SELECTED PASSAGE ->
◇ ◇ ◇ ◇ ◇ ◇ ◇

Sleep is an essential bodily function for people of all ages; it restores your body and mind at the end of each day. This restorative process keeps us healthy, energized and improves mental clarity, memory, concentration, inflammation, mood and other vital aspects of the human body. On the flip side, a lack of sleep has been linked to negative health effects like poor mental health, obesity, heart disease, high blood pressure and even early death.
So, how much sleep do you need to be healthy? The answer depends largely on your age. Let’s review the recommended daily hours of sleep for each age group.
Newborns (0-3 months)
The suggested amount of sleep for newborns varies among experts. While the American Academy of Sleep Medicine finds no set recommendation for newborn sleeping hours, the Health of Canada's Children and Youth recommends 14 to 17 hours for newborns each day. That’s a lot of hours! This restorative sleep helps babies recover from their dramatic entrance into the world.
Babies (4-12 months)

◇ ◇ ◇ ◇ ◇ ◇ ◇

REQUIREMENT 1 ->
According to the passage on sleep, how many hours of sleep does the Health of Canada's Children and Youth recommend for newborns each day?
REQUIREMENT 2 ->
Reproduce the part of the passage on sleep starting with "So, how much" and going on through "Babies (4-12 months)".
The items have no connection to the passage on sleep.

◇ ◇ ◇ ◇ ◇ ◇ ◇

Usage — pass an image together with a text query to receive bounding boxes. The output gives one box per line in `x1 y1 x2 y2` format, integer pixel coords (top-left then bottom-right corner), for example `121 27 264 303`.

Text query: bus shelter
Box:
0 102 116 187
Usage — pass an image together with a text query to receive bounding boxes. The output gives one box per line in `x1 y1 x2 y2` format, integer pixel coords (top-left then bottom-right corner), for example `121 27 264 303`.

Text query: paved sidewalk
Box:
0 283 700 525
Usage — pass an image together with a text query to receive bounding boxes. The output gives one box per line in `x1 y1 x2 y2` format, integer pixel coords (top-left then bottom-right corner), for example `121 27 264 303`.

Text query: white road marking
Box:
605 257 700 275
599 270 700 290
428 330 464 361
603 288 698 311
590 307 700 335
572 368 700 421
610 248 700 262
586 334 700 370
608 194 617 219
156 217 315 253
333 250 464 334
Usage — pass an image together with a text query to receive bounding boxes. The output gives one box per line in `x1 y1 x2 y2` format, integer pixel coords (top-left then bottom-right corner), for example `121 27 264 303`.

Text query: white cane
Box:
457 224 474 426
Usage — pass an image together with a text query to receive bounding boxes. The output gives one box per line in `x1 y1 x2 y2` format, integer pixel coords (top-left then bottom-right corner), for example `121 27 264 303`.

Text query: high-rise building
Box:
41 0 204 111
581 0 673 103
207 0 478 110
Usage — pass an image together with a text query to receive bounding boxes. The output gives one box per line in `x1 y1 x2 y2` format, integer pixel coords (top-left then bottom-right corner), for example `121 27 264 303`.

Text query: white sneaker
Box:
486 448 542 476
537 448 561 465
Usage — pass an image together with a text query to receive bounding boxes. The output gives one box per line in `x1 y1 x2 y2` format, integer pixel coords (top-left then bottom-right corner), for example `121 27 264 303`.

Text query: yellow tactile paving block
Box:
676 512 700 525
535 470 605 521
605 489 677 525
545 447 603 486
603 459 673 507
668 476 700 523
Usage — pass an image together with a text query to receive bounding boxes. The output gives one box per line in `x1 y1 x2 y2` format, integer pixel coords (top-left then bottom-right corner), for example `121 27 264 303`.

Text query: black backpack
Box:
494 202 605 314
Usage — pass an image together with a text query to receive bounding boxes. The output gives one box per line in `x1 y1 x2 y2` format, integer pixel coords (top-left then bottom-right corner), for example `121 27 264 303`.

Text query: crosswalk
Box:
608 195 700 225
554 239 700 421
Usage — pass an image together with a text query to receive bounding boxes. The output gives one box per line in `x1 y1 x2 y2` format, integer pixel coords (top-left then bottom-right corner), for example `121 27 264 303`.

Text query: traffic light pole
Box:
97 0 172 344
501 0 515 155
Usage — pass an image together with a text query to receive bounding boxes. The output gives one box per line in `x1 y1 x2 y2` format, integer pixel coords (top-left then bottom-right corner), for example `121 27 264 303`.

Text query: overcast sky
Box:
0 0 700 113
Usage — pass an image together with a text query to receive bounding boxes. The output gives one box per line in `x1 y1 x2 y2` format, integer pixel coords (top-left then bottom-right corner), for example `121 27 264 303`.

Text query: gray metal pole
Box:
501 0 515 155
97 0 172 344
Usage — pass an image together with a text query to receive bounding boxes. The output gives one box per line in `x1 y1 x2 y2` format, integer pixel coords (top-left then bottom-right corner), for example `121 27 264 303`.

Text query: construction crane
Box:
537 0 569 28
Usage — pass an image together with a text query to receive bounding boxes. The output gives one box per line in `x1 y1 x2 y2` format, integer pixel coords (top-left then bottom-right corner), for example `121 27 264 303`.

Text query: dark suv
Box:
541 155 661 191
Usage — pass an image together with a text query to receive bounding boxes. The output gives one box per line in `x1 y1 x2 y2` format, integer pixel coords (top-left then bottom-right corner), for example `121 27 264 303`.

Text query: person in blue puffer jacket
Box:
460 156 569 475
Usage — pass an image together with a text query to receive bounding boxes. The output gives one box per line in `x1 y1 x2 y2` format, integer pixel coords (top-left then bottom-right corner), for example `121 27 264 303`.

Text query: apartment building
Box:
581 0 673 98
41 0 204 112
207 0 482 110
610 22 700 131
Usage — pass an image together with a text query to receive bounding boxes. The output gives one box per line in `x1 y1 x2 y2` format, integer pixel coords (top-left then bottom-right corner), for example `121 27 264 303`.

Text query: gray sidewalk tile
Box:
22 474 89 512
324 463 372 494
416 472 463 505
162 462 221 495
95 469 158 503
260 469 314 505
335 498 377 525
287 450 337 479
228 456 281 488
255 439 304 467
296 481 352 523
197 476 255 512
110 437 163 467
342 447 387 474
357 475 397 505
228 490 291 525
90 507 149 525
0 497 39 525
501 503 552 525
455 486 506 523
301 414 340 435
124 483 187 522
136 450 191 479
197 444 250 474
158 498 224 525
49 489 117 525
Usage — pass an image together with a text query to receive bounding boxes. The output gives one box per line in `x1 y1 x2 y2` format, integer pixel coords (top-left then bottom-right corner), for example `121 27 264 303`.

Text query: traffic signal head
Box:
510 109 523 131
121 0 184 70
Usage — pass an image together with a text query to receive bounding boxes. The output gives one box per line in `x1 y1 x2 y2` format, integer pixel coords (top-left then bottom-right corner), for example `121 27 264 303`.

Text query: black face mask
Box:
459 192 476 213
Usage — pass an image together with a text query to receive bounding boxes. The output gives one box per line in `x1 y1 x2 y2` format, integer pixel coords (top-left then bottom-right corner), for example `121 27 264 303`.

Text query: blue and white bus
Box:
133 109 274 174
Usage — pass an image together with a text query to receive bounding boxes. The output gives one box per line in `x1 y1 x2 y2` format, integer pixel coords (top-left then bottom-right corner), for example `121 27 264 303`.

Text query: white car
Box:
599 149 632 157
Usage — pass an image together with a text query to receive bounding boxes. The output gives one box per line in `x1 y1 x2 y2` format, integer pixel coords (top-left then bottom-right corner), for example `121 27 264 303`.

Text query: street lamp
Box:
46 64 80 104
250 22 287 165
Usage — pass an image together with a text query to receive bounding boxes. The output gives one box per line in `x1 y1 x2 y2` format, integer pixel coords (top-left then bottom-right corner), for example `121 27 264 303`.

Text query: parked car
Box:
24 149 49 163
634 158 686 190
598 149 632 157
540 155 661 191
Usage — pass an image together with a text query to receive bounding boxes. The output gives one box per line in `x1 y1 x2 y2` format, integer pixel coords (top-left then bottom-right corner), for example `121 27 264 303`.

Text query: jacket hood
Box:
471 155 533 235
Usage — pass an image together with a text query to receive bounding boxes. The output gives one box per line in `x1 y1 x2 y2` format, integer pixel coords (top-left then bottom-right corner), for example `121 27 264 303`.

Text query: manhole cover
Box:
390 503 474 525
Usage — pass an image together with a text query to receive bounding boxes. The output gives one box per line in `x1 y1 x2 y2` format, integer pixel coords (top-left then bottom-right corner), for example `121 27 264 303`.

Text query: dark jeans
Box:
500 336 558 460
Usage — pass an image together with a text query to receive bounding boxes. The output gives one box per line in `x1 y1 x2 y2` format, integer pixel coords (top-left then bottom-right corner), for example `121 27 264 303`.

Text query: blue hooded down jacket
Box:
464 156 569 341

◇ ◇ ◇ ◇ ◇ ◇ ◇

YOUR SOLUTION 1 ->
It recommends 14 to 17 hours each day.

YOUR SOLUTION 2 ->
So, how much sleep do you need to be healthy? The answer depends largely on your age. Let’s review the recommended daily hours of sleep for each age group.
Newborns (0-3 months)
The suggested amount of sleep for newborns varies among experts. While the American Academy of Sleep Medicine finds no set recommendation for newborn sleeping hours, the Health of Canada's Children and Youth recommends 14 to 17 hours for newborns each day. That’s a lot of hours! This restorative sleep helps babies recover from their dramatic entrance into the world.
Babies (4-12 months)